>> begin Data extract

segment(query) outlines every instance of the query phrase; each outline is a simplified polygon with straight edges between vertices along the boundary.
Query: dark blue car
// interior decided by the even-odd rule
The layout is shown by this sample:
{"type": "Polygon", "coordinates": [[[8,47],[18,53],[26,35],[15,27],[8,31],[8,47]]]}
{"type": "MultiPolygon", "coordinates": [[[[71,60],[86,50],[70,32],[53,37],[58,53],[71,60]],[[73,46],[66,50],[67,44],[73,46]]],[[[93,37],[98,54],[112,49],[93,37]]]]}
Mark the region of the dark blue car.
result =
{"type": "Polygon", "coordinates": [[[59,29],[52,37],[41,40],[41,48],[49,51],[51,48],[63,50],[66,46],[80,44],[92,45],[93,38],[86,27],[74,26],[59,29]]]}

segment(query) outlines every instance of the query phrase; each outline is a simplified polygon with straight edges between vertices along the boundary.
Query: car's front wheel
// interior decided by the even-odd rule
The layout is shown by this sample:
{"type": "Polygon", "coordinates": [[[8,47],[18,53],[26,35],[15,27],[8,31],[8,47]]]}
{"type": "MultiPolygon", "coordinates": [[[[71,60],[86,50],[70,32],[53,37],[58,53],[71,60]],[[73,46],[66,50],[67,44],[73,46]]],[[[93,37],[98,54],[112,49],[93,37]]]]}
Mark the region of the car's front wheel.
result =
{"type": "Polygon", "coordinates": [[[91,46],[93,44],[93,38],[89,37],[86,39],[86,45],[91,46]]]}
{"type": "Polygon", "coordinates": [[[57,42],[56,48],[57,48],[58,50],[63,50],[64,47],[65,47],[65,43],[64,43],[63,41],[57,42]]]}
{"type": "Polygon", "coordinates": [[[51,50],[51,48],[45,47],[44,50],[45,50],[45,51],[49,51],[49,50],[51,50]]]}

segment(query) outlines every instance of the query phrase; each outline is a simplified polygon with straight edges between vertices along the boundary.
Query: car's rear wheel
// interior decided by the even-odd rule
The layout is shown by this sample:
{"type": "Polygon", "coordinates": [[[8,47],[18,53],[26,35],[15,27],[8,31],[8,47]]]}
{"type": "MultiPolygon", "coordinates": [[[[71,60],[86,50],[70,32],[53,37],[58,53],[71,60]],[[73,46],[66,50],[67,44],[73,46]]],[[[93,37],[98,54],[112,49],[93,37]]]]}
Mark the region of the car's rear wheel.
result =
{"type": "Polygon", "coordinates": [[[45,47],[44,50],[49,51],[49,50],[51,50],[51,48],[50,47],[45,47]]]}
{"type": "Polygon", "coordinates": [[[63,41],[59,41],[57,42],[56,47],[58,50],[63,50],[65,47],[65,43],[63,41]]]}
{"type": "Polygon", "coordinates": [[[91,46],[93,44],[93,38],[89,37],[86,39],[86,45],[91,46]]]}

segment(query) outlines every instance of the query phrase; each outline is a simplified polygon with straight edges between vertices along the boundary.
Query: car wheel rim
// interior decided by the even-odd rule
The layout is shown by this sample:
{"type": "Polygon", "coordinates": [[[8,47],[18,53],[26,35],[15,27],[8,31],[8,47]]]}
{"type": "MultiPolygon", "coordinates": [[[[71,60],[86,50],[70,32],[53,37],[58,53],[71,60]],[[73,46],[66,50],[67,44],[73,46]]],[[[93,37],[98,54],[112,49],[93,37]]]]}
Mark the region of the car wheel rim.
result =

>> end Data extract

### Exercise requirements
Reproduce the records word for word.

### The reply
segment(query) outlines every instance of the query phrase; each outline is a simplified polygon with straight edges between vertices along the boundary.
Query: dark blue car
// interior decided by the even-odd rule
The layout is shown by this sample:
{"type": "Polygon", "coordinates": [[[8,47],[18,53],[26,35],[15,27],[8,31],[8,47]]]}
{"type": "MultiPolygon", "coordinates": [[[[71,60],[86,50],[70,32],[53,37],[58,53],[71,60]],[[73,46],[66,50],[67,44],[73,46]]],[[[93,37],[98,54],[112,49],[93,37]]]]}
Mark the region of the dark blue car.
result =
{"type": "Polygon", "coordinates": [[[59,29],[52,37],[41,40],[41,48],[49,51],[51,48],[63,50],[66,46],[80,44],[92,45],[93,38],[86,27],[74,26],[59,29]]]}

segment(query) outlines every instance of the query phrase; each outline is a simplified polygon with straight edges between vertices along the boundary.
Query: car's front wheel
// interior decided by the even-odd rule
The layout is shown by this sample:
{"type": "Polygon", "coordinates": [[[8,47],[18,53],[26,35],[15,27],[8,31],[8,47]]]}
{"type": "MultiPolygon", "coordinates": [[[[71,60],[86,50],[70,32],[53,37],[58,53],[71,60]],[[73,46],[66,50],[67,44],[73,46]]],[[[93,37],[98,54],[112,49],[93,37]]]]}
Mark the region of the car's front wheel.
result =
{"type": "Polygon", "coordinates": [[[91,46],[93,44],[93,38],[89,37],[86,39],[86,45],[91,46]]]}
{"type": "Polygon", "coordinates": [[[57,42],[56,48],[57,48],[58,50],[63,50],[64,47],[65,47],[65,43],[64,43],[63,41],[57,42]]]}
{"type": "Polygon", "coordinates": [[[51,50],[51,48],[45,47],[44,50],[45,50],[45,51],[49,51],[49,50],[51,50]]]}

segment(query) outlines every instance of the query phrase; each outline is a simplified polygon with straight edges between vertices along the boundary.
Query: car's rear wheel
// interior decided by the even-odd rule
The layout is shown by this sample:
{"type": "Polygon", "coordinates": [[[8,47],[18,53],[26,35],[15,27],[8,31],[8,47]]]}
{"type": "MultiPolygon", "coordinates": [[[[71,60],[86,50],[70,32],[53,37],[58,53],[71,60]],[[73,46],[66,50],[67,44],[73,46]]],[[[93,37],[98,54],[112,49],[93,37]]]]}
Mark the region of the car's rear wheel.
result =
{"type": "Polygon", "coordinates": [[[45,47],[44,50],[49,51],[49,50],[51,50],[51,48],[50,47],[45,47]]]}
{"type": "Polygon", "coordinates": [[[63,41],[59,41],[57,42],[56,47],[58,50],[63,50],[65,47],[65,43],[63,41]]]}
{"type": "Polygon", "coordinates": [[[91,46],[93,44],[93,38],[89,37],[86,39],[86,45],[91,46]]]}

segment(query) outlines every instance of the query phrase; each outline is a simplified polygon with straight edges between vertices along the boundary.
Query: car wheel rim
// interior decided by the even-odd rule
The layout is shown by this sample:
{"type": "Polygon", "coordinates": [[[8,47],[18,53],[26,35],[15,27],[8,31],[8,47]]]}
{"type": "MultiPolygon", "coordinates": [[[[71,60],[86,50],[70,32],[53,37],[58,53],[71,60]],[[73,46],[66,50],[67,44],[73,46]]],[[[93,37],[98,54],[112,49],[93,37]]]]}
Mark the region of the car wheel rim.
result =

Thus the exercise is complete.